Data to process:
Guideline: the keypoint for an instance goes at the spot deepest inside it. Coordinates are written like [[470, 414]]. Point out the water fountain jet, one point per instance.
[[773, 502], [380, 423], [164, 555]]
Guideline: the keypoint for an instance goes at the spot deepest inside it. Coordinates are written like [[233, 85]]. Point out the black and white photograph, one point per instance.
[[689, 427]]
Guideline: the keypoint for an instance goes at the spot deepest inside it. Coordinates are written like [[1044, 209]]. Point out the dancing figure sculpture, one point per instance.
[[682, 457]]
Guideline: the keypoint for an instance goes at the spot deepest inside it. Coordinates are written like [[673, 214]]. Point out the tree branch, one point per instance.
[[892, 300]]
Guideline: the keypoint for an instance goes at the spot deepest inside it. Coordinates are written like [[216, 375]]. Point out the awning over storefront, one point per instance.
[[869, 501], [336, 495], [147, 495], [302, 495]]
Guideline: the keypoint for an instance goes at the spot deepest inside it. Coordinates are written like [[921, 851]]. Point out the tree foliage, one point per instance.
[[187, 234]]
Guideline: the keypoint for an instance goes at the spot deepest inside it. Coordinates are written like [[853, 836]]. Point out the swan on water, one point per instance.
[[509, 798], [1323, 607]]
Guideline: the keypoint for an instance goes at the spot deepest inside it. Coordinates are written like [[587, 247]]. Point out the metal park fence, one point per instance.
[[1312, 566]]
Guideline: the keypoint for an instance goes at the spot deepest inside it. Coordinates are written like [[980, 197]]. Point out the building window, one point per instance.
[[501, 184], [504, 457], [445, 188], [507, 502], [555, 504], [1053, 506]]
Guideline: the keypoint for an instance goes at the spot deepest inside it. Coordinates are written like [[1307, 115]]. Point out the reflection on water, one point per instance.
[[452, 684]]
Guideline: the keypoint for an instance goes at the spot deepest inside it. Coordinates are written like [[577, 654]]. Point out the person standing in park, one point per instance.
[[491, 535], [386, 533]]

Problem to solve: Exactly reproduce the lines of the entries above, from the one containing "park, one point per instance." to the very last, and no others.

Worked solution:
Guideline: the keypoint for an instance goes at the spot deepest inside it. Coordinates are written like [[577, 654]]. Point out the person standing in park, one point per instance.
[[491, 535], [386, 533]]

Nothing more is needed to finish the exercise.